- Theatrical release poster
- Directed by: David S. Ward
- Screenplay by: David S. Ward
- Based on: Headlong by Emlyn Williams
- Produced by: Jack Brodsky
- Starring: John Goodman; Peter O'Toole; John Hurt;
- Cinematography: Kenneth MacMillan
- Edited by: John Jympson
- Music by: James Newton Howard
- Production company: Mirage Enterprises
- Distributed by: Universal Pictures
- Release date: February 15, 1991;
- Running time: 96 minutes
- Country: United States
- Language: English
- Budget: $23 million or £8.1 million
- Box office: $52,487,045

= King Ralph =

1991 US comedy film by David S. Ward

King Ralph is a 1991 American comedy film written and directed by David S. Ward and starring John Goodman, Peter O'Toole, and John Hurt. The film is about a fired American lounge singer who becomes the unlikely King of the United Kingdom after an electrical accident wipes out the British royal family.

The story is loosely based on the 1980 novel Headlong by Emlyn Williams. Very little of the story survived the transition to the screen; characters were changed and the story was made into a comedy. The film was a minor box office hit but was received negatively by critics.

==Plot==

The entire British royal family who are the house of Wyndham is electrocuted and killed in a freak accident outside Buckingham Palace while having a royal portrait taken following a rainstorm. Sir Cedric Willingham leads a search for any surviving heirs to whom to pass the crown. After days of searching, a living heir is found: American Ralph Jones.

Shortly after being fired from his job as a lounge singer in Las Vegas, Ralph is informed by Cedric's assistant secretary Duncan Phipps that he has royal heritage. His grandmother Constance had a brief affair with the first Duke of Warren while a hotel waitress in the US. Constance had a son, Ralph's father. Since the Duke, Ralph's father and grandmother are dead, Ralph is sole heir to the throne. A ring is given as proof, a duplicate of the ring she used to wear that the Duke had given her.

Ralph is flown to London where Cedric gives him a crash course on royal etiquette. On his second day, he goes to a strip club and meets Miranda Greene, a timid exotic dancer and aspiring fashion designer. He dares her to go out on a date with him if the British press proves his claim to the monarchy.

Meanwhile, Lord Percival Graves is opposed to having an American on the throne and attempts to declare the reigning House of Wyndham at an end and replace it with the House of Stuart, of which he is patriarch. Prime Minister Geoffrey Hale states that Ralph's succession is legitimate unless he commits a heinous act. With this in mind, Graves bribes Miranda to stir up controversy by having a public relationship with Ralph.

Despite warnings by Cedric not to commit a mistake similar to that of King Edward VIII, Ralph sneaks out of the Palace to have a date with Miranda in Hyde Park. The next day, she returns Graves' money, but he already has photographs of her with Ralph. To protect Ralph's reputation, Miranda breaks up with him.

[Collected data entries]
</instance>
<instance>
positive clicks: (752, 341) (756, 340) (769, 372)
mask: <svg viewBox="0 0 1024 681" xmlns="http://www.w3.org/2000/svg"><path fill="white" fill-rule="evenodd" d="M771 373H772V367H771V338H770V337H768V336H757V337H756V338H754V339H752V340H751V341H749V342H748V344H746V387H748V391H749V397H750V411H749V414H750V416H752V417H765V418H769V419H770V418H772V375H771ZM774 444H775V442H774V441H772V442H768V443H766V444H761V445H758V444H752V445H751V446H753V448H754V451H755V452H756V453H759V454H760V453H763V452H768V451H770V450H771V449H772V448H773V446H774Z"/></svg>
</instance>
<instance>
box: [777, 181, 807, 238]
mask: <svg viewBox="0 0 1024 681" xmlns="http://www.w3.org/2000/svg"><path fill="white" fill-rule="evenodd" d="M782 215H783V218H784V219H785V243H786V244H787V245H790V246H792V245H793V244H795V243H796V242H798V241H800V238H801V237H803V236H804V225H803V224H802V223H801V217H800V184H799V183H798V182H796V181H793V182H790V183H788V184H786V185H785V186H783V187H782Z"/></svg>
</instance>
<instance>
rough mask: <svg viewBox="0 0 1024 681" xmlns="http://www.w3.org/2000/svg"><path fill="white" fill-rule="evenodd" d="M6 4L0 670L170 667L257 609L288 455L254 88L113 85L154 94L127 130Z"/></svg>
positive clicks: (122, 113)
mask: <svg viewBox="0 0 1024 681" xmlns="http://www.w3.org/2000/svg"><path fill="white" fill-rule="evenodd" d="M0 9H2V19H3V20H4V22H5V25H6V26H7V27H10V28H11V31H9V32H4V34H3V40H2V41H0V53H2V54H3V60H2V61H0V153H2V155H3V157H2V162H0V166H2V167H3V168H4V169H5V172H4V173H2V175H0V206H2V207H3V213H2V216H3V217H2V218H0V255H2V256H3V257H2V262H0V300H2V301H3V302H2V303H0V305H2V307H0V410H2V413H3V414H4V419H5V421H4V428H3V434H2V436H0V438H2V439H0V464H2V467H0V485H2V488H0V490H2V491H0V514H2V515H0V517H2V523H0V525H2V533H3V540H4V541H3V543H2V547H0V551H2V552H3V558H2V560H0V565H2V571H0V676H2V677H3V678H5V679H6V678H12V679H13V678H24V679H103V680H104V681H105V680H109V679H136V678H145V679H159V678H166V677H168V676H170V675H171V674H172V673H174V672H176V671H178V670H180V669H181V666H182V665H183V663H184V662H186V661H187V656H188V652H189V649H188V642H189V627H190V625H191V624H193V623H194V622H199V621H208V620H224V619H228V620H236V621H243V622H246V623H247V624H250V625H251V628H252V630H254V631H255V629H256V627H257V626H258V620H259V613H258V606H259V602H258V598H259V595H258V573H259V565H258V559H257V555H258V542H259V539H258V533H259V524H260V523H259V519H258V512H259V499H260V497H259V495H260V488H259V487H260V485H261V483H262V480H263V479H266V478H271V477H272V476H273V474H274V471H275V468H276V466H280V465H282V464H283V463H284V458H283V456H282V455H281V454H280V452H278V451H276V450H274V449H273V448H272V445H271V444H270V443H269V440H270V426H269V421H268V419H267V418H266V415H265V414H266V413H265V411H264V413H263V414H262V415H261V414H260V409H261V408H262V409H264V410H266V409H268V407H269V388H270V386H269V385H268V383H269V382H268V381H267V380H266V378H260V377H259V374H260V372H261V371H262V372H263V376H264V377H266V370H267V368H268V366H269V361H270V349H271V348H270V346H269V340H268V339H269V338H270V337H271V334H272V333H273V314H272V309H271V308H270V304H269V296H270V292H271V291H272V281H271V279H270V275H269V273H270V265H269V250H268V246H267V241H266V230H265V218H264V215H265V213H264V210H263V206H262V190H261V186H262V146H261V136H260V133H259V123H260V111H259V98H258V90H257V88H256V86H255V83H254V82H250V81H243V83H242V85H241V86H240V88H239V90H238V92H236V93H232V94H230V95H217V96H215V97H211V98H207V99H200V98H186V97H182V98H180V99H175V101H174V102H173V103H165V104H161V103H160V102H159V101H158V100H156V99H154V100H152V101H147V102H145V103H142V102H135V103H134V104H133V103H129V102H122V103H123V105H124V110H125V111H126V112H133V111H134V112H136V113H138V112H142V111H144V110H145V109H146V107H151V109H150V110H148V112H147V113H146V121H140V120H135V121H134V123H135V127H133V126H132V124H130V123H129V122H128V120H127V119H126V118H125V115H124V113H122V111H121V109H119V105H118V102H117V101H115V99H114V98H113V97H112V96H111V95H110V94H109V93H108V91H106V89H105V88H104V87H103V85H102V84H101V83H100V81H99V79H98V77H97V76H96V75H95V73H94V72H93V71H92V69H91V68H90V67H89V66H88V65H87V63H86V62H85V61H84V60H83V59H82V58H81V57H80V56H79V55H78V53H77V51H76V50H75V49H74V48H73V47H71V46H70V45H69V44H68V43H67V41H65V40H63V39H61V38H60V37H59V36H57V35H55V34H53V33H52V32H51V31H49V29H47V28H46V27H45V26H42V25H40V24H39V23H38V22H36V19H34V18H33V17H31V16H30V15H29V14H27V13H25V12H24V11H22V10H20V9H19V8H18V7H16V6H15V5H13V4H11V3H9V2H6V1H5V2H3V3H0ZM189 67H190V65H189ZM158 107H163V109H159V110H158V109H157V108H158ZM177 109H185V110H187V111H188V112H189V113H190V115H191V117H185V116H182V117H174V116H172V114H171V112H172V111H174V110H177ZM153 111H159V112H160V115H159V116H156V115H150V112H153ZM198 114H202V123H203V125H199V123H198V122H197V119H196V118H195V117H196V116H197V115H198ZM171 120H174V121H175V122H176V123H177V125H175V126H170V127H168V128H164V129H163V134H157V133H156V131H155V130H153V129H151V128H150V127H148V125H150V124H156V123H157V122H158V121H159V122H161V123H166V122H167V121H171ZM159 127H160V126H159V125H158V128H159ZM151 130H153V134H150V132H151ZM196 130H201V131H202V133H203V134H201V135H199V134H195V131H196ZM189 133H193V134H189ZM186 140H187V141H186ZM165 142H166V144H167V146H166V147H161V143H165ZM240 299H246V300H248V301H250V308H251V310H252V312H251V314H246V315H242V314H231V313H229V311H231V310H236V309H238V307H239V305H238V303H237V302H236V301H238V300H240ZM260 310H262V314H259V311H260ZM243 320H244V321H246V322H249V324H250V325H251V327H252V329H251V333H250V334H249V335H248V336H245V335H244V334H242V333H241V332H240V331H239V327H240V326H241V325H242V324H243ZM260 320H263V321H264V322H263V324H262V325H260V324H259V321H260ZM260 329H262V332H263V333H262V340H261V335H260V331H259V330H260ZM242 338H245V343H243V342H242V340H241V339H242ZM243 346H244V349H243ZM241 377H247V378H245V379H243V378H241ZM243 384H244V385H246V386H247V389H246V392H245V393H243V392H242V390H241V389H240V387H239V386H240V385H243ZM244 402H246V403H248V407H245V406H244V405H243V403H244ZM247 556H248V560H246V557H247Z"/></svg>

• _Your tasks_:
A. Output the passage of the King Ralph article between "Shortly after being" and "to the monarchy.", inclusive.
B. Pick up the King Ralph article at the point where it stops and continue it.

• _Numbered responses_:
A.
Shortly after being fired from his job as a lounge singer in Las Vegas, Ralph is informed by Cedric's assistant secretary Duncan Phipps that he has royal heritage. His grandmother Constance had a brief affair with the first Duke of Warren while a hotel waitress in the US. Constance had a son, Ralph's father. Since the Duke, Ralph's father and grandmother are dead, Ralph is sole heir to the throne. A ring is given as proof, a duplicate of the ring she used to wear that the Duke had given her.

Ralph is flown to London where Cedric gives him a crash course on royal etiquette. On his second day, he goes to a strip club and meets Miranda Greene, a timid exotic dancer and aspiring fashion designer. He dares her to go out on a date with him if the British press proves his claim to the monarchy.

B.
Despite Ralph's inability to understand British culture and his awkwardness at formal affairs, he makes a positive impression on King Mulambon of Zambezi during his state visit. They share concerns about the role of leadership they have assumed and the economic interests of their nations. Ralph accumulates a small but loyal following.

It is arranged for Ralph to marry Princess Anna of Finland to continue the royal bloodline and guarantee jobs for the UK in Finland's newly discovered oil reserves in the Baltic Sea. On the night of the Finnish Royal Family's visit, Ralph is sickened by Princess Anna's unusually deep voice, her bizarre sexual preferences, and her nonchalant acceptance of arranged royal marriage.

Miranda attends the royal ball as a set-up by Graves, and photos of her kiss with Ralph are shown to Anna's father King Gustav. This, along with Ralph's impromptu performance of "Good Golly, Miss Molly", results in Finland turning down the UK in favor of Japan for the offshore equipment contract.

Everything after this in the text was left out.